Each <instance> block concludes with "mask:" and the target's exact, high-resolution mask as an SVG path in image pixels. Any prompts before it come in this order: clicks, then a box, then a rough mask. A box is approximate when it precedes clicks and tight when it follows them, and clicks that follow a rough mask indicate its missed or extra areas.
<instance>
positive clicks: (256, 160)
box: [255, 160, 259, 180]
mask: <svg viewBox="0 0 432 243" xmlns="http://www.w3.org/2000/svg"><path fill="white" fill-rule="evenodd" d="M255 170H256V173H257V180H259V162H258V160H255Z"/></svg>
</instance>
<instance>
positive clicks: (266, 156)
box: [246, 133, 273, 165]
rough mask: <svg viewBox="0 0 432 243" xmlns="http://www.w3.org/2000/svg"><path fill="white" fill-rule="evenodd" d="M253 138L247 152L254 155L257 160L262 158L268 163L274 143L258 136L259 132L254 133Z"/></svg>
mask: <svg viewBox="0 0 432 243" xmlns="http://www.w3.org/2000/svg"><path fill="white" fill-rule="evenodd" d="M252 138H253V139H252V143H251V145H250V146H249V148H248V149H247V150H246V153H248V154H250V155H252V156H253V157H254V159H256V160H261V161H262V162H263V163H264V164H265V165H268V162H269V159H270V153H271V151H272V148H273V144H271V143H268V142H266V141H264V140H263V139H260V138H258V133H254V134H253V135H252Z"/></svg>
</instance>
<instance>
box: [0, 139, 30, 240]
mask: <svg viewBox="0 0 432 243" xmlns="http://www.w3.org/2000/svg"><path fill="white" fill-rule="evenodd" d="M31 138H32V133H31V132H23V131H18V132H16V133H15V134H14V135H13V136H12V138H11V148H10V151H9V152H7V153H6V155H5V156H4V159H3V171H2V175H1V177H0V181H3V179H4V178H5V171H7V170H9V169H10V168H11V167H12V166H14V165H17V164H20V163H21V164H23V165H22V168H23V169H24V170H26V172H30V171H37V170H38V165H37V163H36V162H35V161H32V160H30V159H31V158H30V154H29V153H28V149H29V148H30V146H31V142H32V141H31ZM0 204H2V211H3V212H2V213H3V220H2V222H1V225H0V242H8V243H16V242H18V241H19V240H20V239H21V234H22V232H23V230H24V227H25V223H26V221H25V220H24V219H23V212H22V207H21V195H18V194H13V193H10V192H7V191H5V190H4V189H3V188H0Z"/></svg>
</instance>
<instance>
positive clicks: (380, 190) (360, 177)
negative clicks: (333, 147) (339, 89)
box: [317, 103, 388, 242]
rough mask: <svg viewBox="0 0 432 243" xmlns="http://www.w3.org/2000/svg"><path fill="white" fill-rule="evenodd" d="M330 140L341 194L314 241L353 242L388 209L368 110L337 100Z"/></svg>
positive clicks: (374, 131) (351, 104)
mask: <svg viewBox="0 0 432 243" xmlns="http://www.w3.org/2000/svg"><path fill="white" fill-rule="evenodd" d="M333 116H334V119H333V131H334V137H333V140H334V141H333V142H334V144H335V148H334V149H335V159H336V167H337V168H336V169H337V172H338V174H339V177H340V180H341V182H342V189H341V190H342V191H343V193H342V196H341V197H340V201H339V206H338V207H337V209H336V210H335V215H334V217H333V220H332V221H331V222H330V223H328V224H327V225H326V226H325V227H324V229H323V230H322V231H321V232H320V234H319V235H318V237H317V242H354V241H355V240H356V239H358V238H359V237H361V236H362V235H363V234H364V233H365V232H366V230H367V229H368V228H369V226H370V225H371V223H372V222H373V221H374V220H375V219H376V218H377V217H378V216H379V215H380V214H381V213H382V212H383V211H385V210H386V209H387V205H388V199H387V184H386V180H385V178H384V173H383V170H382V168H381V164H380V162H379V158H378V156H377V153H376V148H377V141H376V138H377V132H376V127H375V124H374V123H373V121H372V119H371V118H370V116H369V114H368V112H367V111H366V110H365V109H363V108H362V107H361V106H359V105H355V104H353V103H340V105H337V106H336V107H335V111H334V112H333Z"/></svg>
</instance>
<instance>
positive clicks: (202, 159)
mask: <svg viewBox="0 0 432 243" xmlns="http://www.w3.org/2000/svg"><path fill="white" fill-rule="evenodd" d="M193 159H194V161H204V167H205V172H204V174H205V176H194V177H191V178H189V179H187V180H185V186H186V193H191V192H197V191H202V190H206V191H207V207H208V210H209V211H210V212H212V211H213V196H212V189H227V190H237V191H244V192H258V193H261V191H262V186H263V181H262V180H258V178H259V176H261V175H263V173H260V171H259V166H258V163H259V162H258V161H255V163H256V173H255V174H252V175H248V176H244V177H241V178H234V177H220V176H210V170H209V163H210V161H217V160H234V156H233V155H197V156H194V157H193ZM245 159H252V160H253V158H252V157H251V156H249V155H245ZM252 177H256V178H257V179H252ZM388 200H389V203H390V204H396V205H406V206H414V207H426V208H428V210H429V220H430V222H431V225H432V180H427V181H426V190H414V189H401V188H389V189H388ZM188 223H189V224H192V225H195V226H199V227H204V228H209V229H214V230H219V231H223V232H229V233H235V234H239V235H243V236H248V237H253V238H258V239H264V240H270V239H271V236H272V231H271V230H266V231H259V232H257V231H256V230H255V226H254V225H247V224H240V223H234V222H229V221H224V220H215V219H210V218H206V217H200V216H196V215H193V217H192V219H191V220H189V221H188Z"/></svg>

━━━

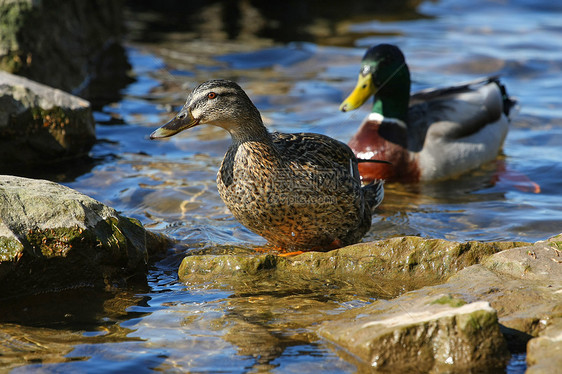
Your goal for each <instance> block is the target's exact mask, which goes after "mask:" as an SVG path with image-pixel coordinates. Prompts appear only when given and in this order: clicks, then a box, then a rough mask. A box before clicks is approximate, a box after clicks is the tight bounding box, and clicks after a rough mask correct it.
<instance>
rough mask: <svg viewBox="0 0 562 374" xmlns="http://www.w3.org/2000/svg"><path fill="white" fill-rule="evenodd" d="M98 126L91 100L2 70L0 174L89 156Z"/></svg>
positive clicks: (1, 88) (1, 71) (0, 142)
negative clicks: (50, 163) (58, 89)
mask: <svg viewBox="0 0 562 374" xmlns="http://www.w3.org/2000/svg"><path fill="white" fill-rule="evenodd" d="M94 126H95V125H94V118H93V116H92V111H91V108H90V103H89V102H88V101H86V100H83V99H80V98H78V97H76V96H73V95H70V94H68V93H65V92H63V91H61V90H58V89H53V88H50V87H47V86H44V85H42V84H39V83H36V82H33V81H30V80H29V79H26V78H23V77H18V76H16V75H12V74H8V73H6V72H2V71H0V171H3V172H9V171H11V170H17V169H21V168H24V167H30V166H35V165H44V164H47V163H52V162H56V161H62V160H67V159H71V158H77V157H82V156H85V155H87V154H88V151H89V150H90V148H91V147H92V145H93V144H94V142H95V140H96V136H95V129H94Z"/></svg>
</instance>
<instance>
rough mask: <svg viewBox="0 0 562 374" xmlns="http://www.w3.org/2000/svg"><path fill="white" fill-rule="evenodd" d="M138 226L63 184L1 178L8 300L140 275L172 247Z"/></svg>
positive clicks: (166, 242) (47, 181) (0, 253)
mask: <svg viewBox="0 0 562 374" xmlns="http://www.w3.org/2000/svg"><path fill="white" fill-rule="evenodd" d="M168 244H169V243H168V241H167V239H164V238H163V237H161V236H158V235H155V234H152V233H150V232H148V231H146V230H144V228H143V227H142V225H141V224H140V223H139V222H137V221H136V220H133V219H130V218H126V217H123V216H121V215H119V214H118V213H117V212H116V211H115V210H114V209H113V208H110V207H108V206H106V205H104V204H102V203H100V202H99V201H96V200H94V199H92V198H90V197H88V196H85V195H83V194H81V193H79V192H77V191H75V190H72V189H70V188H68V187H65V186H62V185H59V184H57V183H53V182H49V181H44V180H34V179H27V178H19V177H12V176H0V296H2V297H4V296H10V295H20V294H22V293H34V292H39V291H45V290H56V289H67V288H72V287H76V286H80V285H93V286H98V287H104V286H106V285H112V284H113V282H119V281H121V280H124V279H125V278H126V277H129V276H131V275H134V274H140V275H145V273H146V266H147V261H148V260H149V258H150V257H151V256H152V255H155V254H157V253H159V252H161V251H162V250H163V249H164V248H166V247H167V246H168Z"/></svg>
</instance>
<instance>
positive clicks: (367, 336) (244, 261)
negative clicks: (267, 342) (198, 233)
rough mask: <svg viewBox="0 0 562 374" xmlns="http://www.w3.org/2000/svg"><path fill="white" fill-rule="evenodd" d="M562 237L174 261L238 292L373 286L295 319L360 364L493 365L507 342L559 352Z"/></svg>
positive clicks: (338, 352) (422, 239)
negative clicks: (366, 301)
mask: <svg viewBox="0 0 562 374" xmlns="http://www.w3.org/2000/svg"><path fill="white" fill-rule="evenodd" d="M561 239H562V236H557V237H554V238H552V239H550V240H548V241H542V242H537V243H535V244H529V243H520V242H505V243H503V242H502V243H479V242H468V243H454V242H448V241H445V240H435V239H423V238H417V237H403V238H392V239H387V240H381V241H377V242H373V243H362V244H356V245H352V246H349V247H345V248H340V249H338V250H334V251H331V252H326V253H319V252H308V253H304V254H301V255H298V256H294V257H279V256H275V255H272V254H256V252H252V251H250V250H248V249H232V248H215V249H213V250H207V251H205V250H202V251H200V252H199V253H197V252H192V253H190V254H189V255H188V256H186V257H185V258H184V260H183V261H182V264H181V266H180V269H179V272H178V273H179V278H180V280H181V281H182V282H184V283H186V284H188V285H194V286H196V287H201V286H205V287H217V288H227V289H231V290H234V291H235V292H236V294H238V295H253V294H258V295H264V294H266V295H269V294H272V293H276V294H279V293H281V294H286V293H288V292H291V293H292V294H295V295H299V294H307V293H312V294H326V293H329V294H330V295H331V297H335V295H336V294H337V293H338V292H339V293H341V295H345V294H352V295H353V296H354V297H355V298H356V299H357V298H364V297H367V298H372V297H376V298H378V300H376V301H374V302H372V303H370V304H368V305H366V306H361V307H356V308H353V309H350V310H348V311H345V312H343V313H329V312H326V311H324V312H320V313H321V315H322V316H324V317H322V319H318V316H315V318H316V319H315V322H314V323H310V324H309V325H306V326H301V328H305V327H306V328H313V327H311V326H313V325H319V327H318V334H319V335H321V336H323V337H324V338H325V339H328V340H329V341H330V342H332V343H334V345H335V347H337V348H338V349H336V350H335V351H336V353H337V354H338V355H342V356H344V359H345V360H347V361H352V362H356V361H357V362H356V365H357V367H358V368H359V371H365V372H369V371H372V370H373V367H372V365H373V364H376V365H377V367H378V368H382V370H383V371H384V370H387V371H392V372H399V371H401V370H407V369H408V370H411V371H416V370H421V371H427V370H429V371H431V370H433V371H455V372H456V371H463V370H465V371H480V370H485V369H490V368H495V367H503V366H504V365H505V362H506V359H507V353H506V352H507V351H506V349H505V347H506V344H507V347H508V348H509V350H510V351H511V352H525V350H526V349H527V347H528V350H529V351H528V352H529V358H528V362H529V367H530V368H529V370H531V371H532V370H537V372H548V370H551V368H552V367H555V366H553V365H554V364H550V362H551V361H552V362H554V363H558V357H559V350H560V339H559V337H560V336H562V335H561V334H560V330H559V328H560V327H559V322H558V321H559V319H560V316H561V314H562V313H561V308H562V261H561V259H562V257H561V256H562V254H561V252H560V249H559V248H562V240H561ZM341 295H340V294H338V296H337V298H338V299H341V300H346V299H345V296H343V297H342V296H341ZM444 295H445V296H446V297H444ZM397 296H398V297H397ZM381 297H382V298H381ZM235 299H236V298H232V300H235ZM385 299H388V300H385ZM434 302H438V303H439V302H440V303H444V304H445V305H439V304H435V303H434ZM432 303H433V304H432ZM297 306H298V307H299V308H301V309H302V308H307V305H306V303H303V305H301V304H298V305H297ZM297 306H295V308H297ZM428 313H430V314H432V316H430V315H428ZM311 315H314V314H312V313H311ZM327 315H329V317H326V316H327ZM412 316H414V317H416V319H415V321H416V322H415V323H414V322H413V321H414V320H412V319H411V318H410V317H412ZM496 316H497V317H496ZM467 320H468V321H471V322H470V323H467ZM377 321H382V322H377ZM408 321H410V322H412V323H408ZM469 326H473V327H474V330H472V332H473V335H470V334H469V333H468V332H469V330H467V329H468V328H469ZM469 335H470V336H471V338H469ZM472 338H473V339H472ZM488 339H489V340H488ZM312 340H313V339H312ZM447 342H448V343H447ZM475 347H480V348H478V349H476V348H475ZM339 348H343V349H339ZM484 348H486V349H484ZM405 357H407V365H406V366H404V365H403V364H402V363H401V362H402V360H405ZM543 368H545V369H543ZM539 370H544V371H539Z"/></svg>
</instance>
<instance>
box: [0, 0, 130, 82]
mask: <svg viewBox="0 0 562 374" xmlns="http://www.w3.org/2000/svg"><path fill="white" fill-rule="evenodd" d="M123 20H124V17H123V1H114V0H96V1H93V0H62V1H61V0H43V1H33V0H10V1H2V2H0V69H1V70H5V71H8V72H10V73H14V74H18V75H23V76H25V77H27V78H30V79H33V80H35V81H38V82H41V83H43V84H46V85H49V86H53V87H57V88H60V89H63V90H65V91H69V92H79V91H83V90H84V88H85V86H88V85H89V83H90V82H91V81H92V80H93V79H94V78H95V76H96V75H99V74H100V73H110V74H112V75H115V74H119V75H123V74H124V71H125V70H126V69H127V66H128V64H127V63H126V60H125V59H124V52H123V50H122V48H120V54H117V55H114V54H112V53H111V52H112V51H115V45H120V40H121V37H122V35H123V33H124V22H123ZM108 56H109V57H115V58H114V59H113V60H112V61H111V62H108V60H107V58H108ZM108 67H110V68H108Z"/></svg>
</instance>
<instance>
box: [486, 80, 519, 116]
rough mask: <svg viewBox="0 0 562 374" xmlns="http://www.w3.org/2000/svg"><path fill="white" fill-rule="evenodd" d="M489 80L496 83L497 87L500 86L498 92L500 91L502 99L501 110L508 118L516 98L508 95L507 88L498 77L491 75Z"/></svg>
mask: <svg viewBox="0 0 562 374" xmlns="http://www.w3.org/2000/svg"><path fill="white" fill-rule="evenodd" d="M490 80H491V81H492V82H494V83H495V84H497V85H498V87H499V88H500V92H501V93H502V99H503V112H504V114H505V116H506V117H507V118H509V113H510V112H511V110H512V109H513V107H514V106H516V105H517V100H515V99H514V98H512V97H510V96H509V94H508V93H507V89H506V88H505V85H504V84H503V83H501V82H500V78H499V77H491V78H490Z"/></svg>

━━━

### TASK DIRECTIONS
If a line above holds the string "target", count it; give the final total as the only output.

### RESPONSE TO THE EXERCISE
2